_Document passage:_

[Begin]

3

I am trying to create a class that doesn't re-create an object with the same input parameters. When I try to instantiate a class with the same parameters that were used to create an already-existing object, I just want my new class to return a pointer to the already-created (expensively-created) object. This is what I have tried so far:

class myobject0(object):
# At first, I didn't realize that even already-instantiated
# objects had their __init__ called again
instances = {}
def __new__(cls,x):
    if x not in cls.instances.keys():
        cls.instances[x] = object.__new__(cls,x)
    return cls.instances[x]
def __init__(self,x):
    print 'doing something expensive'

class myobject1(object):
    # I tried to override the existing object's __init__
    # but it didnt work.
    instances = {}
    def __new__(cls,x):
        if x not in cls.instances.keys():
            cls.instances[x] = object.__new__(cls,x)

[End]

_Information provided:_

[Begin]

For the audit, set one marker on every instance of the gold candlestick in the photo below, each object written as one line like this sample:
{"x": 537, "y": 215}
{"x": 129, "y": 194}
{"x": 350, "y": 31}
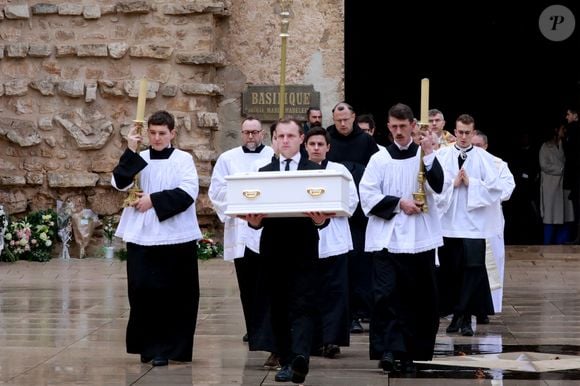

[End]

_Task objective:_
In the question about reusing already-created objects:
(a) What does the writer want the new class to return when it is instantiated with parameters already used to create an existing object?
(b) What does the `__init__` method of `myobject0` print?
(c) What is the name of the class-level dictionary both classes use to store objects?
Answer from the text alone.

_Answer to this problem:_
(a) A pointer to the already-created object
(b) 'doing something expensive'
(c) instances